**EXERCISE OBJECTIVE:**
Using the records below, count the lines with "instance" in them. Give the number only.

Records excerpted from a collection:
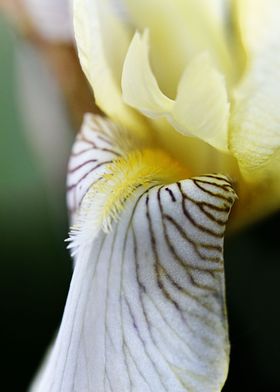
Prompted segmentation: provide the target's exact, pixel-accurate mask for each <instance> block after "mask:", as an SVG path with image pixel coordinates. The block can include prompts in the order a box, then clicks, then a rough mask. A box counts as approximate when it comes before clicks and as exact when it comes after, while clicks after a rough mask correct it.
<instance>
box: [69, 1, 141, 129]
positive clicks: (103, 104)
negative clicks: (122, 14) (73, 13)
mask: <svg viewBox="0 0 280 392" xmlns="http://www.w3.org/2000/svg"><path fill="white" fill-rule="evenodd" d="M74 27H75V38H76V42H77V47H78V54H79V58H80V62H81V65H82V68H83V71H84V72H85V74H86V76H87V78H88V81H89V83H90V85H91V87H92V88H93V91H94V95H95V101H96V103H97V105H98V106H99V107H100V108H101V109H102V110H103V111H104V112H105V113H106V114H107V115H108V116H109V117H111V118H113V119H114V120H116V121H117V122H119V123H122V124H124V125H125V126H127V127H129V128H130V129H131V131H133V130H134V131H137V132H138V133H141V134H142V133H143V132H144V129H145V127H144V124H143V119H141V116H139V115H138V114H137V113H135V112H134V111H133V110H132V109H131V108H129V107H127V106H126V105H125V104H124V102H123V100H122V96H121V88H120V78H121V70H122V63H123V59H124V57H125V53H126V51H127V47H128V44H129V41H130V39H131V35H130V32H129V30H128V29H127V28H126V27H125V26H124V24H123V23H122V22H121V20H120V19H119V18H118V16H117V14H116V13H114V10H113V9H112V6H111V5H110V1H108V0H105V1H103V0H102V1H101V0H74Z"/></svg>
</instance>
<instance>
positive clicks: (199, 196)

**ANSWER TO THIS EXERCISE:**
4